> _What the task requires_: Update the entries below by replacing "integer pixel coordinates" with "whole-number pixel coordinates" wherever it occurs, leaving everything else unchanged.

-------- Exercise material

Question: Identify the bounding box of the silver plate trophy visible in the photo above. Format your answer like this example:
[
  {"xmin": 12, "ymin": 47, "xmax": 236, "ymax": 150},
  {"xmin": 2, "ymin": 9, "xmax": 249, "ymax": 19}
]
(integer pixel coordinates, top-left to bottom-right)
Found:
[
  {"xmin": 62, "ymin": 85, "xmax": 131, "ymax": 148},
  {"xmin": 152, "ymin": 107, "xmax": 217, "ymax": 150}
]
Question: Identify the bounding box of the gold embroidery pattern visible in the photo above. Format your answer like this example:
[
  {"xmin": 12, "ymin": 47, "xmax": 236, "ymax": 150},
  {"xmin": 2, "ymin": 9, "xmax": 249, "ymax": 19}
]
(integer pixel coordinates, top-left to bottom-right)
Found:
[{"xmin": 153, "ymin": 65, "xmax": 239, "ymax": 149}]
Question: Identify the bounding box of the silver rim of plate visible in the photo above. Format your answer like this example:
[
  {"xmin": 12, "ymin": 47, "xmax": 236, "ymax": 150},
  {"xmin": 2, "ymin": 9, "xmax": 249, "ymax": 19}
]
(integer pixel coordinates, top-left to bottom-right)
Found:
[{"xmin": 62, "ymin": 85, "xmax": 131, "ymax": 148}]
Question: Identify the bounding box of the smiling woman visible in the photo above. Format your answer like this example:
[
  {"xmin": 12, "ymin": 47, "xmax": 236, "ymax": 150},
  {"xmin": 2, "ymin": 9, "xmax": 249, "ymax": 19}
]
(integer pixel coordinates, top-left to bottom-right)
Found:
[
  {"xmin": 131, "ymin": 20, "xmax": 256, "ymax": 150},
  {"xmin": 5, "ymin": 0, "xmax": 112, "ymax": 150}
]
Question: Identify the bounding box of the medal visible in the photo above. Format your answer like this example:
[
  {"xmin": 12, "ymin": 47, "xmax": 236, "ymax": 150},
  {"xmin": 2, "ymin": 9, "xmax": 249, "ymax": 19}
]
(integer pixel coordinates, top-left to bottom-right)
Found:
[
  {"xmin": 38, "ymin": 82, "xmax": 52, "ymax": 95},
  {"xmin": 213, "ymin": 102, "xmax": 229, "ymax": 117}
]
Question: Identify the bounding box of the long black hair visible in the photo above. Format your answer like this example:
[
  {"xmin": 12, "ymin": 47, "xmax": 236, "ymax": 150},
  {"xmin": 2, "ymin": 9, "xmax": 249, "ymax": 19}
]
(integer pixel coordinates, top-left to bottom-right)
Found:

----------------

> _Solution to this problem_:
Question: Identify the bounding box of the silver plate trophy visible in the photo above. Format your answer like this example:
[
  {"xmin": 12, "ymin": 47, "xmax": 236, "ymax": 150},
  {"xmin": 2, "ymin": 9, "xmax": 249, "ymax": 19}
]
(whole-number pixel coordinates, top-left to bottom-right)
Found:
[
  {"xmin": 62, "ymin": 85, "xmax": 131, "ymax": 148},
  {"xmin": 152, "ymin": 107, "xmax": 217, "ymax": 150}
]
Question: Identify the bounding box of the gold embroidery pattern visible in the photo above. Format your answer like this example:
[
  {"xmin": 12, "ymin": 47, "xmax": 236, "ymax": 150},
  {"xmin": 2, "ymin": 9, "xmax": 249, "ymax": 19}
]
(whole-number pixel coordinates, top-left to bottom-right)
Found:
[{"xmin": 153, "ymin": 65, "xmax": 239, "ymax": 149}]
Question: Identify the bounding box of the silver rim of plate visible in the photo above. Format your answer like this example:
[
  {"xmin": 12, "ymin": 47, "xmax": 236, "ymax": 150},
  {"xmin": 2, "ymin": 9, "xmax": 249, "ymax": 19}
]
(whole-number pixel coordinates, top-left to bottom-right)
Found:
[{"xmin": 62, "ymin": 85, "xmax": 131, "ymax": 148}]
Question: Identify the bounding box of the smiling woman visible in the photo above. Format your answer like this example:
[
  {"xmin": 12, "ymin": 47, "xmax": 236, "ymax": 150},
  {"xmin": 2, "ymin": 9, "xmax": 249, "ymax": 19}
]
(whole-number pixel coordinates, top-left to bottom-right)
Found:
[
  {"xmin": 131, "ymin": 20, "xmax": 256, "ymax": 150},
  {"xmin": 5, "ymin": 0, "xmax": 112, "ymax": 150}
]
Question: Identify the bounding box of the medal visible in the photo above. Format your answer like this example:
[
  {"xmin": 12, "ymin": 47, "xmax": 236, "ymax": 150},
  {"xmin": 2, "ymin": 9, "xmax": 249, "ymax": 19}
]
(whole-number pixel coordinates, top-left to bottom-right)
Found:
[
  {"xmin": 38, "ymin": 82, "xmax": 52, "ymax": 95},
  {"xmin": 213, "ymin": 102, "xmax": 229, "ymax": 117}
]
Question: Identify the bounding box of the long black hair visible in the photo above. Format your answer like this example:
[
  {"xmin": 12, "ymin": 47, "xmax": 236, "ymax": 150},
  {"xmin": 2, "ymin": 9, "xmax": 249, "ymax": 19}
]
(whole-number pixel coordinates, top-left to bottom-right)
Found:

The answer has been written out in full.